Stored records
---

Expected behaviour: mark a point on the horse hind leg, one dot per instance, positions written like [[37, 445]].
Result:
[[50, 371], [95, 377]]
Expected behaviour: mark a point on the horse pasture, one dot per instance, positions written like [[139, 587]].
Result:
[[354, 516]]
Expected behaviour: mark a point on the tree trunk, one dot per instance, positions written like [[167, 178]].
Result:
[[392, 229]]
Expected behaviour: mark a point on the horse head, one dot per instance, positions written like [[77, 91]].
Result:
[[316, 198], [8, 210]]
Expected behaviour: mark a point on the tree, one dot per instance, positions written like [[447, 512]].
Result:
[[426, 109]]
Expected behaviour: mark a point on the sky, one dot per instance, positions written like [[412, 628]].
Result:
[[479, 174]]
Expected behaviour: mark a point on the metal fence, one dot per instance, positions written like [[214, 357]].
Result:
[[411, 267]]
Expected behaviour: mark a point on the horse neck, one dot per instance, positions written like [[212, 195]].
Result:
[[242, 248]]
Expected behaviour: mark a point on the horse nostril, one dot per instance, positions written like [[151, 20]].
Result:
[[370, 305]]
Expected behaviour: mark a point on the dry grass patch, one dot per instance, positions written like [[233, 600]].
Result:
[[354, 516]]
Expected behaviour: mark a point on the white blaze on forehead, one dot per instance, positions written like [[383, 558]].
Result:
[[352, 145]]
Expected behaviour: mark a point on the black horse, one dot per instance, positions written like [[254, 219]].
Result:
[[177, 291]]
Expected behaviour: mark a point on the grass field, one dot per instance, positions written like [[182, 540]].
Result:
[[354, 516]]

---

THE TASK » Only the lines that hold the word "grass" are wanted; each should be pulled from the records.

ANSWER FOR THIS EXERCISE »
Expected behaviour: mark a point on the dry grass patch, one dot per instance, positions written like [[233, 600]].
Expected behaviour: mark a point on the grass field, one dot per instance, positions written like [[182, 540]].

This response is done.